Guns are a polarizing issue in America today, but they are such an ingrained part of our culture that they can be seen in nearly every movie or television show that features crime or "action" as part of the plot. I have a nuanced view of how guns should be handled in our society, and manage to piss off friends of mine with strong views on either side of the issue, but I have enough first hand knowledge about guns to have problems with the way they are portrayed in movies.
Since firearms are part of the fabric of American culture, it follows that they would also play heavily in our entertainment, but the way guns actually function, and the effects of gun violence are so far removed from reality in many cases that I fear it spreads misconceptions. Worse still, some of the fantasies Hollywood spreads about firearms are irresponsible or potentially dangerous, or at least glamorize guns as symbols of power in ways that are probably not accurate or healthy. I'm not trying to preach to anyone, but film viewers should keep in mind that like everything we see in films, guns are not portrayed accurately a lot of the time. Here are a few of the "gun things" I hate seeing in movies.
4. Guns That Never Run Out of Ammo
Most people I know who shoot regularly spend as much or more time loading magazines and their firearms as they do actually shooting. Yet, in a lot of movies, we never really see anyone reload. I also will often see characters raining down a constant hail of lead without anything indicating they're carrying hundreds of rounds with them. Then, of course, there are the weird continuity glitches where someone with a revolver appears to fire 20 shots without reloading.This is a minor gripe, but watching some action hero firing a gun nonstop, without ever pausing to reload totally blows any suspension of disbelief I might have had. Bullets are heavy, take up space, and guns do have to be reloaded.
3. The Effects of Gun Violence Are Often Cartoonish And Exaggerated
This is a rather broad category, but most Hollywood films exaggerate the effects of a person being shot to the point of it being cartoonish. Since movies are a visual medium, this is entirely understandable from the point of view of making a huge spectacle, but it also glamorizes gun violence and isn't realistic in many cases. In past decades, the opposite was true, and most gun deaths followed a familiar template. A person suddenly clutches the area where they were shot, grimaces, and falls to the ground. No blood, usually no prolonged agony, and in the case of it being the bad guy, he was instantly dispatched. Eventually, things swung the other way, and violence became much more graphic, and now in a lot of films people shot by small caliber weapons nearly explode with huge bloody bullet hits, as if they're a human shaped water balloon filled with blood. Sure, in some cases, those results could be reasonably realistic, but not nearly as often as movies would have us believe.
----
> What you need to do:
(a) In the essay on guns in movies, list the actions a shot person performs in the familiar template for gun deaths of past decades.
(b) Write the next part of the essay on guns in movies, picking up right after its final sentence.
The lines that come next have no connection to the essay on guns in movies.

Referring expression pointing data:
----
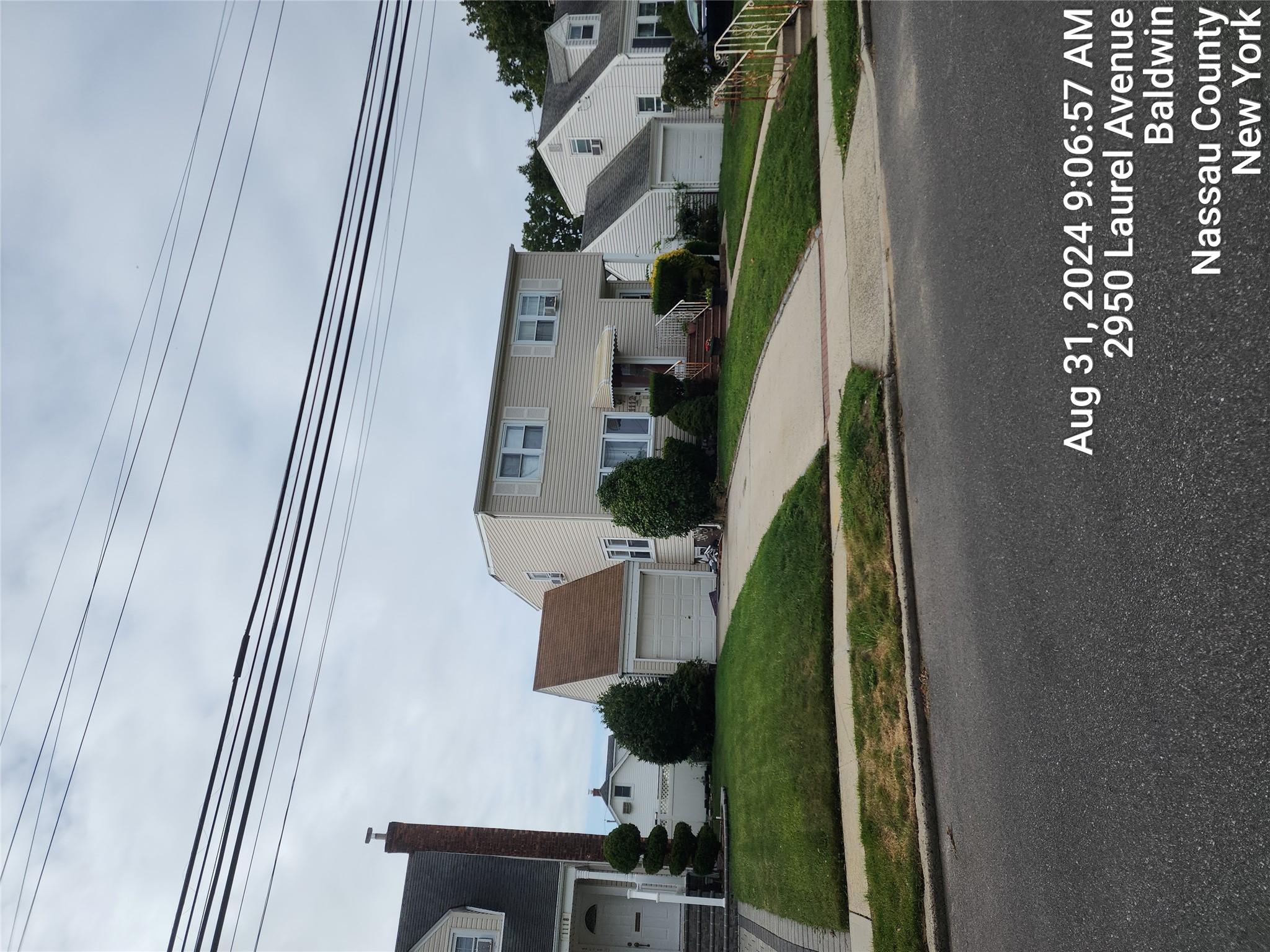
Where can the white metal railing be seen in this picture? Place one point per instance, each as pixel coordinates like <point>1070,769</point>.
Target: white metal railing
<point>671,339</point>
<point>756,27</point>
<point>760,69</point>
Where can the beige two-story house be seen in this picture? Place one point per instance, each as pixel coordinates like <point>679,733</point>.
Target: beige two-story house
<point>569,403</point>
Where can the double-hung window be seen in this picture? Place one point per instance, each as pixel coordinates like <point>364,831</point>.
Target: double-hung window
<point>648,20</point>
<point>521,451</point>
<point>624,437</point>
<point>633,550</point>
<point>652,104</point>
<point>536,319</point>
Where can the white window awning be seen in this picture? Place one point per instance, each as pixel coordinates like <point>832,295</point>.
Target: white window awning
<point>602,374</point>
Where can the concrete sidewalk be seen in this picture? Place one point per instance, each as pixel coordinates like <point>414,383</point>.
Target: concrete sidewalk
<point>835,314</point>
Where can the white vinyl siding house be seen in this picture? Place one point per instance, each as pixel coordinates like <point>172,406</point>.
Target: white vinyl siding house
<point>548,444</point>
<point>464,930</point>
<point>648,795</point>
<point>606,118</point>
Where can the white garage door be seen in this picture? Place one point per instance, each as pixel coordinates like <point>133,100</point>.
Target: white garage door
<point>676,621</point>
<point>691,152</point>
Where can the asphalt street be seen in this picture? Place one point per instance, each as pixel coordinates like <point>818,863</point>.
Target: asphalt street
<point>1095,627</point>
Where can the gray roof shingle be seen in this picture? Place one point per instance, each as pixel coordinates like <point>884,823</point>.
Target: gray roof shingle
<point>523,890</point>
<point>623,182</point>
<point>559,97</point>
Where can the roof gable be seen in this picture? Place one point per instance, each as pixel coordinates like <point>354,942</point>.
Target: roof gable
<point>559,98</point>
<point>523,890</point>
<point>623,182</point>
<point>582,626</point>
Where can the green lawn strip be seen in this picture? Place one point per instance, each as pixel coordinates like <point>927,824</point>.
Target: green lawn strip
<point>775,746</point>
<point>843,35</point>
<point>888,821</point>
<point>741,125</point>
<point>786,206</point>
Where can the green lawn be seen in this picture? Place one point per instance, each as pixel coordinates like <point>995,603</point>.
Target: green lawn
<point>775,748</point>
<point>786,206</point>
<point>888,819</point>
<point>741,125</point>
<point>843,36</point>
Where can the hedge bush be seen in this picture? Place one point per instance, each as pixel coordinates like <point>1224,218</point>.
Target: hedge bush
<point>664,721</point>
<point>658,496</point>
<point>680,451</point>
<point>706,856</point>
<point>683,847</point>
<point>665,391</point>
<point>699,220</point>
<point>655,848</point>
<point>699,416</point>
<point>690,74</point>
<point>680,276</point>
<point>675,18</point>
<point>623,847</point>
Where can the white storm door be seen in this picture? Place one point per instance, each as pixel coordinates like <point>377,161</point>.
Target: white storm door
<point>691,152</point>
<point>676,621</point>
<point>638,923</point>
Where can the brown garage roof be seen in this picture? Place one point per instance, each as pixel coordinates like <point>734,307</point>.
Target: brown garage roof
<point>582,627</point>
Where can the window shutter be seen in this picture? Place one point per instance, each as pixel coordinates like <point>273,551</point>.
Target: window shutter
<point>533,350</point>
<point>526,413</point>
<point>517,489</point>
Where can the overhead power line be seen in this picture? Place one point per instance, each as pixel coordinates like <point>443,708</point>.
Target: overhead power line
<point>175,431</point>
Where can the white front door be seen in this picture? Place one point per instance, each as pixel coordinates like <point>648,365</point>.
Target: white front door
<point>691,152</point>
<point>676,621</point>
<point>637,923</point>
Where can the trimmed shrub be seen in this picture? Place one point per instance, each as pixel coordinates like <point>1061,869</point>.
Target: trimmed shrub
<point>658,498</point>
<point>664,721</point>
<point>665,391</point>
<point>691,75</point>
<point>655,848</point>
<point>623,847</point>
<point>699,219</point>
<point>699,416</point>
<point>706,855</point>
<point>680,451</point>
<point>680,276</point>
<point>683,845</point>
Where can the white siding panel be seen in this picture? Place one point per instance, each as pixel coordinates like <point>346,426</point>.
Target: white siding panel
<point>588,691</point>
<point>440,938</point>
<point>642,777</point>
<point>644,224</point>
<point>563,385</point>
<point>610,113</point>
<point>567,546</point>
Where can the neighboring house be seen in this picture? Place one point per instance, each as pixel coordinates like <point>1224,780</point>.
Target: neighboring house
<point>651,795</point>
<point>603,89</point>
<point>487,890</point>
<point>631,208</point>
<point>569,403</point>
<point>630,620</point>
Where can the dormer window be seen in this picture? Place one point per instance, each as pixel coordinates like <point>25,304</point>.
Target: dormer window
<point>586,146</point>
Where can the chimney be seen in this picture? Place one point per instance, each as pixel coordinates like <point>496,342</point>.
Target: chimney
<point>482,840</point>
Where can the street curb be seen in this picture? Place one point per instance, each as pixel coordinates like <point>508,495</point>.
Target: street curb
<point>929,843</point>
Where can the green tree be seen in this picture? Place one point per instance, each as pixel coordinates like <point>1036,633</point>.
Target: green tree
<point>550,226</point>
<point>513,33</point>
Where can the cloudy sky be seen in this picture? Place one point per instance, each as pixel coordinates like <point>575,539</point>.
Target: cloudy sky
<point>425,711</point>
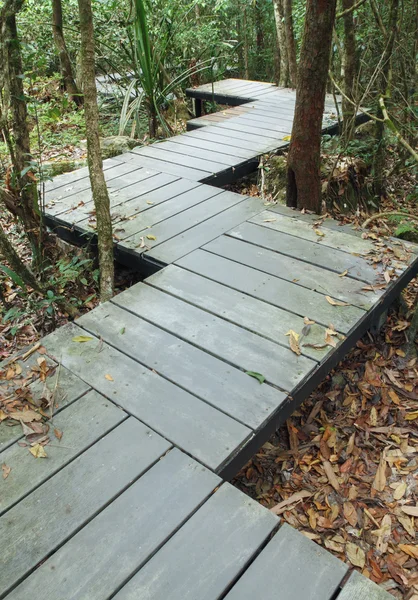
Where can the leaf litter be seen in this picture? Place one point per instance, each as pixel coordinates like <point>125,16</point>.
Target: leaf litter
<point>344,468</point>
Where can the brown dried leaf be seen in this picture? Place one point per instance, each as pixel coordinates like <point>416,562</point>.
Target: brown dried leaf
<point>6,470</point>
<point>350,513</point>
<point>329,472</point>
<point>355,555</point>
<point>38,451</point>
<point>336,302</point>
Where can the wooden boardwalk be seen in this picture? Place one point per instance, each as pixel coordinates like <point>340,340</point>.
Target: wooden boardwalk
<point>156,405</point>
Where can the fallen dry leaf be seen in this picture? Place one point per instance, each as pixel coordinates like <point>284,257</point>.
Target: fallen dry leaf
<point>336,302</point>
<point>355,555</point>
<point>38,451</point>
<point>6,470</point>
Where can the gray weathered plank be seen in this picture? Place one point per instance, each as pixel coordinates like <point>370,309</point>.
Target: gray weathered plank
<point>243,349</point>
<point>72,176</point>
<point>234,306</point>
<point>202,559</point>
<point>200,143</point>
<point>211,134</point>
<point>191,424</point>
<point>98,559</point>
<point>291,567</point>
<point>66,388</point>
<point>171,213</point>
<point>337,240</point>
<point>360,588</point>
<point>160,152</point>
<point>141,199</point>
<point>304,274</point>
<point>217,202</point>
<point>101,473</point>
<point>81,424</point>
<point>167,167</point>
<point>278,292</point>
<point>215,156</point>
<point>207,377</point>
<point>307,251</point>
<point>206,231</point>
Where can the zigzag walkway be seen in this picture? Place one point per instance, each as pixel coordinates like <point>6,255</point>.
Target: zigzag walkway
<point>152,391</point>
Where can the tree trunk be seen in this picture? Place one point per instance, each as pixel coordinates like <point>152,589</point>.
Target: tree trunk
----
> Answers for each item:
(a)
- Suddenly clutches the area where they were shot
- Grimaces
- Falls to the ground

(b)
First of all, a lot of bullets make relatively small entrance wounds, and rather than the explosive blood bomb effect film makers tend to use, might not bleed significantly upon impact.
Another almost universal gun violence myth that Hollywood has created is that being shot has the effect of blasting a person's body back as if it's been swatted by a giant invisible fist.
The conclusive blast of a bomb could have that effect on a person, but physics don't work that way with bullet hits. When a person is really shot, even multiple times, they typically either drop where they stand, or continue moving in the direction they were going before falling. They are not usually blown backwards as if they were suddenly yanked by a rope. Nor do they usually do the "bullet dance," a move often seen in films where a person is shot by multiple rounds and reacts to each one by jerking violently. Bullets are usually small and fast enough that they pass into a person's body without any resistance that would result in violently pushing a person back 20 feet. I personally feel that the exaggerated and unrealistic depiction of gun violence sends a bad message.